Quoted text:

┄┄┄┄┄┄

Given a positive 32-bit integer N, the task is to find the maximum between the value of N and the number obtained by decimal representation of reversal of binary representation of N in a 32-bit integer.

Examples:

Input: N = 6
Output: 1610612736
Explanation:  
Binary representation of 6 in a 32-bit integer is 00000000000000000000000000000110 i.e., (00000000000000000000000000000110)2 = (6)10.
Reversing this binary string gives (01100000000000000000000000000000)2 = (1610612736)10.
The maximum between N and the obtained number is 1610612736. Therefore, print 1610612736.

Input: N = 1610612736
Output: 1610612736

Approach: Follow the steps below to solve the problem:

Below is the implementation of the above approach:  

C++




// C++ program for the above approach
 
#include <bits/stdc++.h>
using namespace std;
 
// Function that obtains the number
// using said operations from N
int reverseBin(int N)

┄┄┄┄┄┄

The tasks:
1. List every comment line in the C++ code of the binary-reversal text.
2. Summarize the binary-reversal text in two sentences.
3. Please return the binary-reversal text word for word, starting at "Reversing this binary" and ending at "Therefore, print 1610612736.".
The records that come next have no role in this work.

Raw records:
┄┄┄┄┄┄

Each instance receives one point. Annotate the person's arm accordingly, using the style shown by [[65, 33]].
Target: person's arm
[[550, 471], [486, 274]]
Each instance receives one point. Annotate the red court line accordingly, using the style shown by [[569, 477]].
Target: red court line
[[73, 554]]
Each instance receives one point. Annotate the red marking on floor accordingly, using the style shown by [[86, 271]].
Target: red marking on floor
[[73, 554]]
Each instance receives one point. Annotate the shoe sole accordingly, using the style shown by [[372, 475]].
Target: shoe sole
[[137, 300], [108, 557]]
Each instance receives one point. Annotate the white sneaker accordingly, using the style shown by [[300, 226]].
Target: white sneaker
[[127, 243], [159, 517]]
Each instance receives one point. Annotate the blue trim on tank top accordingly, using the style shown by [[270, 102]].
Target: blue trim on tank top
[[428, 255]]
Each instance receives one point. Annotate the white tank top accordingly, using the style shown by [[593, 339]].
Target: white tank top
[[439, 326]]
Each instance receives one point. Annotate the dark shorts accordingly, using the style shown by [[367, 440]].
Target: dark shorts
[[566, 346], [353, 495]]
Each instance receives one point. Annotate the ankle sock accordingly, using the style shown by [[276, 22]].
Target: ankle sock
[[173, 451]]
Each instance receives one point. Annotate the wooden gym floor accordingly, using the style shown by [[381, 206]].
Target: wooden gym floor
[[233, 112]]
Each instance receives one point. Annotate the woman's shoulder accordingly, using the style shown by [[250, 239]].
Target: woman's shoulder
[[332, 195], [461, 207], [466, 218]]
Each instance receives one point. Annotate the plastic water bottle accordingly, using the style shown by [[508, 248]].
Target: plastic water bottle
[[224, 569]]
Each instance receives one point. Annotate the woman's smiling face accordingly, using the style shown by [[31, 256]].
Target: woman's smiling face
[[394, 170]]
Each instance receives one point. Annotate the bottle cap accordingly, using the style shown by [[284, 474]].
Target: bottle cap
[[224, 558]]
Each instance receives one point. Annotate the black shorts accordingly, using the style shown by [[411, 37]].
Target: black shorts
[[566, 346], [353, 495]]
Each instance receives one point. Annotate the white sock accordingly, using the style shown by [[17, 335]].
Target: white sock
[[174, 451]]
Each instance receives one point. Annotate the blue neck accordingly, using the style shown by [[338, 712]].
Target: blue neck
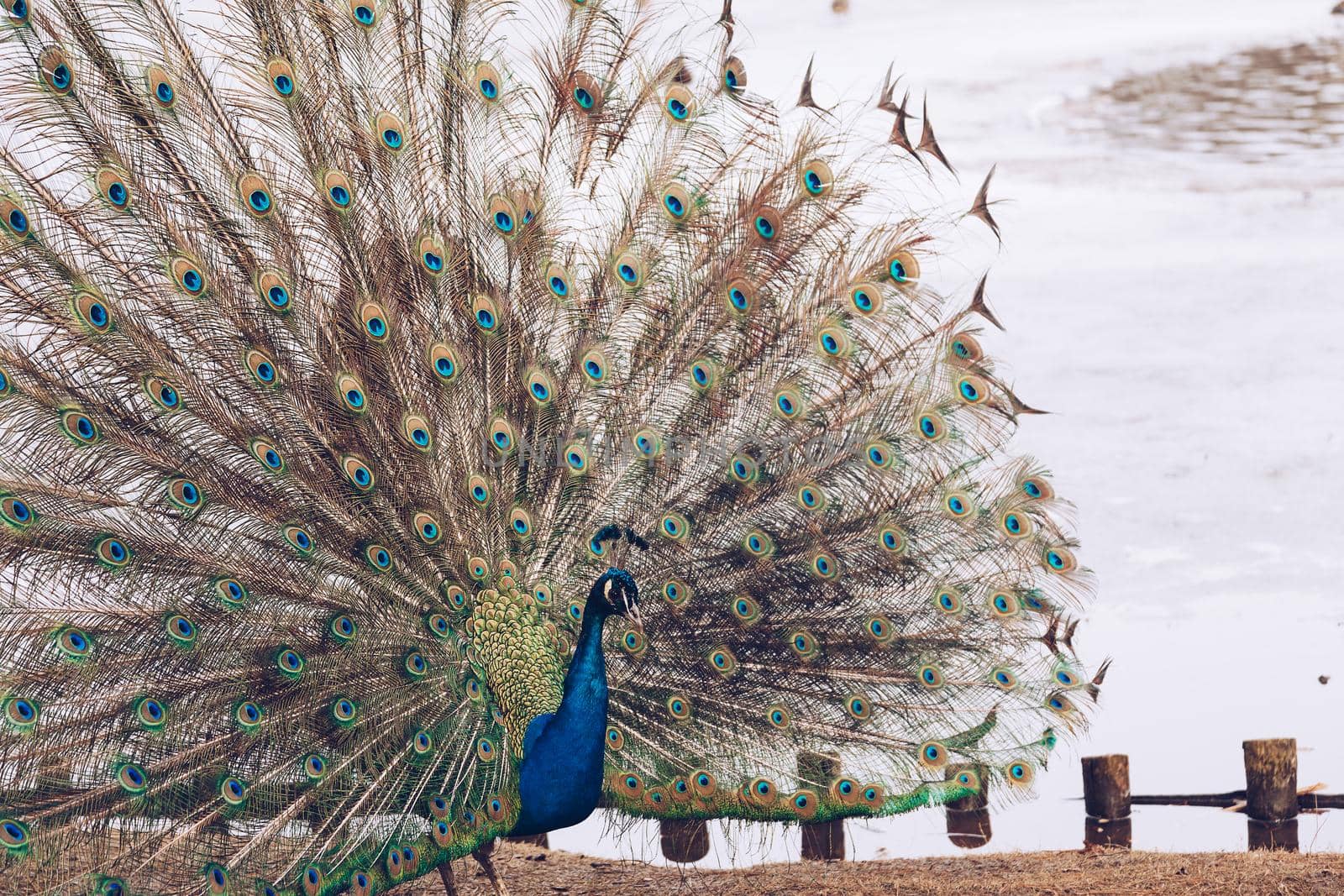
[[561, 775]]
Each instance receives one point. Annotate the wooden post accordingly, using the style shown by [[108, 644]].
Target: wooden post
[[1106, 786], [968, 819], [1106, 801], [822, 841], [1270, 778], [685, 840], [535, 840]]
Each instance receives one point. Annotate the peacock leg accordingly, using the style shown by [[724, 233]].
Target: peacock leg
[[445, 871], [483, 856]]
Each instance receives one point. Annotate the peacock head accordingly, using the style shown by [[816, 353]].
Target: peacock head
[[617, 594]]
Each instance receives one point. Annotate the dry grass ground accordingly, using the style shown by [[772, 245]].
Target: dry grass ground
[[530, 871]]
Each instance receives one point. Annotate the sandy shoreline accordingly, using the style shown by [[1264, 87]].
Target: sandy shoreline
[[535, 871]]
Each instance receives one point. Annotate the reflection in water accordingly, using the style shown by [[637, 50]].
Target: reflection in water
[[1256, 105]]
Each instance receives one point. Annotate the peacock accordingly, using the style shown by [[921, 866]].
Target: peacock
[[427, 421]]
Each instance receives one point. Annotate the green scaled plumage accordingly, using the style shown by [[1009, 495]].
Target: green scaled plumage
[[333, 333]]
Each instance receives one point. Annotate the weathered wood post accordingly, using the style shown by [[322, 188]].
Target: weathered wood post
[[685, 840], [823, 840], [968, 819], [1106, 801], [1272, 793], [535, 840]]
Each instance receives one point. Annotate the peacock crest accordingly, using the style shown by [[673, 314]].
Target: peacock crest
[[346, 345]]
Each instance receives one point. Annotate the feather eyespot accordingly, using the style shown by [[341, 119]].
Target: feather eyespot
[[1016, 524], [743, 468], [812, 497], [373, 317], [1005, 604], [232, 593], [181, 631], [629, 270], [948, 600], [358, 472], [679, 707], [766, 223], [433, 255], [261, 365], [132, 778], [351, 392], [879, 629], [676, 593], [1059, 560], [902, 268], [790, 402], [964, 349], [20, 714], [55, 71], [160, 86], [1035, 488], [443, 360], [741, 296], [835, 342], [343, 629], [275, 291], [186, 495], [390, 130], [858, 707], [281, 76], [488, 82], [585, 93], [417, 432], [932, 426], [300, 539], [675, 527], [73, 644], [501, 436], [759, 543], [17, 512], [958, 506], [972, 390], [734, 76], [378, 558], [803, 644], [816, 179], [824, 566], [521, 523], [338, 190], [113, 187], [93, 312], [1019, 773], [416, 665], [187, 275], [723, 661], [80, 427], [678, 103], [427, 527], [745, 609], [866, 297], [486, 313], [648, 443], [891, 540], [879, 454], [595, 367], [676, 202], [703, 374], [255, 195], [18, 13], [363, 13]]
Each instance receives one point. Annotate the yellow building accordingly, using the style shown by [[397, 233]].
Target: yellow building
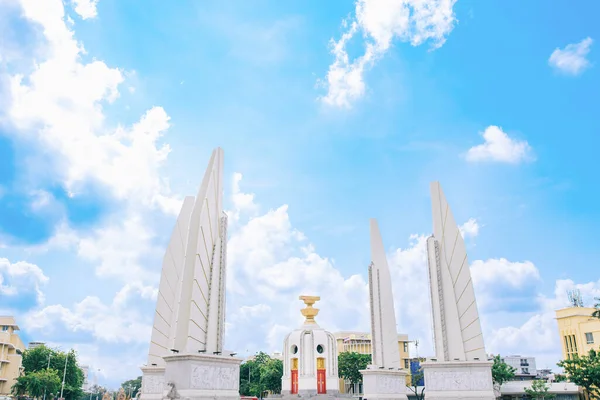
[[360, 342], [579, 331], [11, 348]]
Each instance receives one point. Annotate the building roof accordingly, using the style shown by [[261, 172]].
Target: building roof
[[7, 320], [363, 335]]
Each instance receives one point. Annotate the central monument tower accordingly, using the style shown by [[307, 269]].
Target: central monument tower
[[186, 354], [384, 378], [460, 370], [310, 362]]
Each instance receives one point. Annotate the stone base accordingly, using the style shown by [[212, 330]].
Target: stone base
[[202, 377], [153, 383], [458, 380], [384, 384]]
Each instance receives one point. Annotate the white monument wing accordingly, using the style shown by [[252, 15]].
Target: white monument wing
[[384, 336], [163, 329], [198, 328], [456, 320]]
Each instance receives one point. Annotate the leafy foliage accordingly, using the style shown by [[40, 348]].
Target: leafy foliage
[[350, 364], [41, 364], [560, 378], [98, 391], [596, 313], [539, 390], [261, 374], [585, 372], [501, 371], [415, 377], [132, 386]]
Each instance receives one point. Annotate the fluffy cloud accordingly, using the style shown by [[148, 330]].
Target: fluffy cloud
[[271, 263], [499, 147], [109, 323], [493, 271], [59, 106], [539, 333], [19, 277], [572, 60], [469, 228], [86, 8], [380, 22]]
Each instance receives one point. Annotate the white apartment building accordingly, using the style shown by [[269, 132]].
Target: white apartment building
[[525, 366]]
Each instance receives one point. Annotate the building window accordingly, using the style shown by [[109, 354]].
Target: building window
[[589, 337]]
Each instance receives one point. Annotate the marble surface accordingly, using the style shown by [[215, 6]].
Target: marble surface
[[199, 377], [458, 380], [384, 384]]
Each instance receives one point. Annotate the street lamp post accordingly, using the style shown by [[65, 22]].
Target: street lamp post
[[47, 368], [64, 375]]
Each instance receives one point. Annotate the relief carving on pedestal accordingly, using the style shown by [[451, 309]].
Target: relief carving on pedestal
[[213, 377], [458, 381], [388, 384], [153, 384]]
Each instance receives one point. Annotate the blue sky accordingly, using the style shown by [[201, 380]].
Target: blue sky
[[329, 114]]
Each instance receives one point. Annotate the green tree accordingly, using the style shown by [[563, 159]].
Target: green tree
[[560, 378], [132, 386], [539, 390], [42, 358], [414, 384], [501, 372], [270, 375], [37, 383], [260, 374], [596, 313], [584, 371], [350, 364]]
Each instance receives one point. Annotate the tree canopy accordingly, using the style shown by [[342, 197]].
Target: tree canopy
[[501, 371], [584, 371], [132, 386], [43, 368], [350, 364], [415, 379], [261, 374], [539, 390]]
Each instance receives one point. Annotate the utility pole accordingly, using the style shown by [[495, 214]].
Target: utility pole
[[47, 368], [64, 375]]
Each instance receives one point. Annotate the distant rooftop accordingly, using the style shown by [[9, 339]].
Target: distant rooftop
[[8, 320]]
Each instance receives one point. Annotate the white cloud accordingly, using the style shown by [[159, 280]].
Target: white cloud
[[496, 271], [499, 147], [469, 228], [21, 276], [242, 202], [86, 8], [59, 106], [538, 335], [572, 59], [381, 21], [111, 323]]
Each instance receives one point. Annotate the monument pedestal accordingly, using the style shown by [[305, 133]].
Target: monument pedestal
[[458, 380], [202, 377], [382, 384], [153, 383]]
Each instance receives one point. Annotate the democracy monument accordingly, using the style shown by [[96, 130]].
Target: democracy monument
[[186, 357]]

┄┄┄┄┄┄

Responses to the exercise:
1.
// C++ program for the above approach
// Function that obtains the number
// using said operations from N

2. Given a positive 32-bit integer N, the task is to find the larger of N and the decimal value obtained by reversing N's 32-bit binary representation. For N = 6, reversing 00000000000000000000000000000110 gives 1610612736, which is the output, and an input of 1610612736 also produces 1610612736.

3.
Reversing this binary string gives (01100000000000000000000000000000)2 = (1610612736)10.
The maximum between N and the obtained number is 1610612736. Therefore, print 1610612736.